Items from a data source
** start **

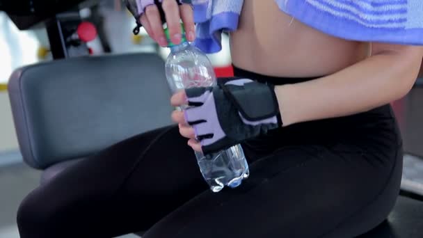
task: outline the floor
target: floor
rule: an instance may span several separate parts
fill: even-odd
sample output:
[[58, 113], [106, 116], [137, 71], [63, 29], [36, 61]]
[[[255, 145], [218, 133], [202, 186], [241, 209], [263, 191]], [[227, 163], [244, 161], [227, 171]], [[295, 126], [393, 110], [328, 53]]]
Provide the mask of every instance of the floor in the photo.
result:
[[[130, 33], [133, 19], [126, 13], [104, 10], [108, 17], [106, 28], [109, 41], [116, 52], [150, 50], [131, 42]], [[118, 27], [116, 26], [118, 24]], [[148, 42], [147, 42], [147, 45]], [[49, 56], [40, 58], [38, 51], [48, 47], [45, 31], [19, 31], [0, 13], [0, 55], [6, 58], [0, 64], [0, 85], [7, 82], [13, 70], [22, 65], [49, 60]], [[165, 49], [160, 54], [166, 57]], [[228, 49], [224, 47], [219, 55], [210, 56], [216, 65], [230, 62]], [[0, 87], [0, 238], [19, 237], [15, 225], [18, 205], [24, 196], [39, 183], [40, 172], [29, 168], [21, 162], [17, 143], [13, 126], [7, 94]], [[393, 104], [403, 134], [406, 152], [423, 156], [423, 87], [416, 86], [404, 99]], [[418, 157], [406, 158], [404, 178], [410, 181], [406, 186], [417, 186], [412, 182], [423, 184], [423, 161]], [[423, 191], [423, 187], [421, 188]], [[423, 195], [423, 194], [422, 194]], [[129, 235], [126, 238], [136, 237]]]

** end **
** start **

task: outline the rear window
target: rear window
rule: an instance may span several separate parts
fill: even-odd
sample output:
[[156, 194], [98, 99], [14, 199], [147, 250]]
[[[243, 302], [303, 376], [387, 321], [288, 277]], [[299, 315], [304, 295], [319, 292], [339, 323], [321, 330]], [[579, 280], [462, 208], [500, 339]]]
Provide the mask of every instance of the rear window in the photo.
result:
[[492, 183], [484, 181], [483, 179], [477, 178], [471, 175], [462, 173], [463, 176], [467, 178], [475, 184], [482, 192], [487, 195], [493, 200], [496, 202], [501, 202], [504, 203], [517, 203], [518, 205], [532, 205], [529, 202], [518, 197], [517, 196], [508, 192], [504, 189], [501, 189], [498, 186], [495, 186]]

** end **

Copy out the lines of the data verbatim, beginning with the line containing "task: outline the rear window" and continuing through the line containing "186], [495, 186]]", both lines included.

• _OUTPUT BELOW_
task: outline the rear window
target: rear window
rule: an instance may span several separate parts
fill: even-odd
sample output:
[[156, 194], [98, 99], [14, 199], [147, 250]]
[[[243, 302], [303, 376], [387, 321], [288, 277]], [[299, 315], [304, 295], [319, 292], [339, 323], [321, 330]], [[579, 280], [462, 208], [500, 339]]]
Provide the mask of every instance of the rear window in the photo.
result:
[[492, 183], [484, 181], [483, 179], [477, 178], [471, 175], [462, 173], [463, 176], [467, 178], [475, 184], [482, 192], [487, 195], [493, 200], [496, 202], [501, 202], [504, 203], [517, 203], [518, 205], [532, 205], [529, 202], [518, 197], [517, 196], [508, 192], [504, 189], [501, 189], [498, 186], [495, 186]]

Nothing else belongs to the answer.